- Problem 1 -
Reproduce the passage of the sailing diary word for word, starting at "The headland consisted" and ending at "rest of Denmark.".
- Problem 2 -
In one to three sentences, explain why the crew in the sailing diary left early on Wednesday 4 July.
- Problem 3 -
According to the sailing diary, how high were the chalk cliffs on the headland?

- Extract to read -

——————

Monday, 9 July 2012

Stage 9 : The south coast of Sweden

Wednesday 4 July
We left early, because we had been warned that Swedish marinas are very full in school holidays, so it is as well to get there early. Unfortunately, this meant that there was hardly any wind. Actually, there must have been earlier, because the sea was choppy, so we had the uncomfortable combination of a one metre swell and too little wind to power through it. It is only 17 miles to Skanoer, but you have to cross the main shipping route out of the Baltic past Copenhagen, so we cleared the headland north of Roedvig and turned to go almost parallel to the traffic separation scheme (a sort of dual carriageway for big ships with strict rules for small boats about either keeping clear or crossing at right angles).
The headland consisted of 40m chalk cliffs, with some layering in the chalk which was laid down in two successive geological periods when the area was under water, separated by mass extinction events with attendant layers of clay, and an ice age. It is an area important for geologists according to the leaflet we picked up in Roedvig. The cliffs looked very unlike any of the rest of Denmark.

——————

- Material supplied -
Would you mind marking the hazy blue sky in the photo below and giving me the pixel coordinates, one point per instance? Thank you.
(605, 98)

——————

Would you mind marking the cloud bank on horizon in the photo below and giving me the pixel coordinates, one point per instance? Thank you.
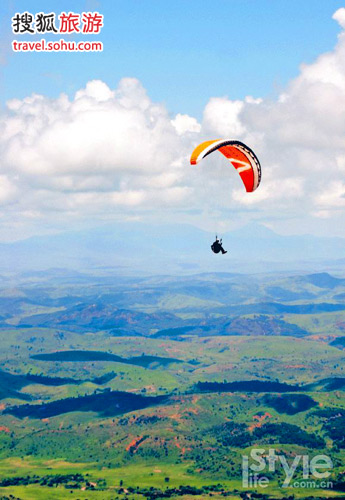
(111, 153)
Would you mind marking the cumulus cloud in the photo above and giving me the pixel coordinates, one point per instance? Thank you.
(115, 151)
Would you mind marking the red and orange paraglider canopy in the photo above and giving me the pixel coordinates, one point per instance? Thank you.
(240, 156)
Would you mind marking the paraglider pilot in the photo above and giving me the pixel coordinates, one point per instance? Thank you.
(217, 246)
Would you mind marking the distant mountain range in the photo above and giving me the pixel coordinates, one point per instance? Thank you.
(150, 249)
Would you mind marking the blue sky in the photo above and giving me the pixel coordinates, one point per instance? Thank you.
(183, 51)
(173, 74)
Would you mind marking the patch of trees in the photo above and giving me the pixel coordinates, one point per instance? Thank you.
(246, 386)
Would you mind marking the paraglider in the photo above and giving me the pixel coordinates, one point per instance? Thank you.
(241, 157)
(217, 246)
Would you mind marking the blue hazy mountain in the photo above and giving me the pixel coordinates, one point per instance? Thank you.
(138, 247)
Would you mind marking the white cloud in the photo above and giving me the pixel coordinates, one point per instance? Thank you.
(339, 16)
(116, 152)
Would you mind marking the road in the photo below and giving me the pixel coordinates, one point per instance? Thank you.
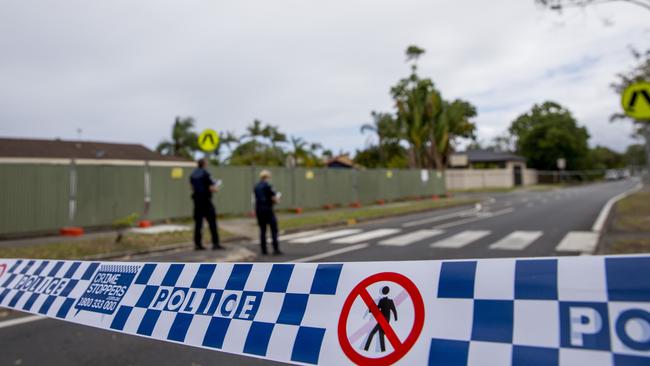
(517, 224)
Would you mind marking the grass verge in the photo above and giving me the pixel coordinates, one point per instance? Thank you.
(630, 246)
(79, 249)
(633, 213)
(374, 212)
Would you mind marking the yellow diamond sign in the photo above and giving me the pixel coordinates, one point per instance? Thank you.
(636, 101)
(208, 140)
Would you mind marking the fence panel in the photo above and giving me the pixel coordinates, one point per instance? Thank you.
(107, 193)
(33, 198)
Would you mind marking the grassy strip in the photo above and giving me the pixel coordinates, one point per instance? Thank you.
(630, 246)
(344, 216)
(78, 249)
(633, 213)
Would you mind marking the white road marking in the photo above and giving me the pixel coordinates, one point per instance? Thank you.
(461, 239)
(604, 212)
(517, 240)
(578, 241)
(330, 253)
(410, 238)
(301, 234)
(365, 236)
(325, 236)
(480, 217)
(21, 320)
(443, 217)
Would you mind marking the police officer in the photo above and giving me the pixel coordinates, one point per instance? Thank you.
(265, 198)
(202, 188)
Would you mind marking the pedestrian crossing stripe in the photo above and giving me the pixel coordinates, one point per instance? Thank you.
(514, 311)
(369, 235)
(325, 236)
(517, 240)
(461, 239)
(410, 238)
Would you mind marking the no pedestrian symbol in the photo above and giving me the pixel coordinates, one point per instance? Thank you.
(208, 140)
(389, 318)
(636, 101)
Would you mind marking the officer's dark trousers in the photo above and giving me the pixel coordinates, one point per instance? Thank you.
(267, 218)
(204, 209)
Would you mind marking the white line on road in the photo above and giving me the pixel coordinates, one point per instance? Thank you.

——————

- Task solution 1 -
The headland consisted of 40m chalk cliffs, with some layering in the chalk which was laid down in two successive geological periods when the area was under water, separated by mass extinction events with attendant layers of clay, and an ice age. It is an area important for geologists according to the leaflet we picked up in Roedvig. The cliffs looked very unlike any of the rest of Denmark.

- Task solution 2 -
They had been warned that Swedish marinas are very full during school holidays, so it was best to arrive early.

- Task solution 3 -
They were 40m high.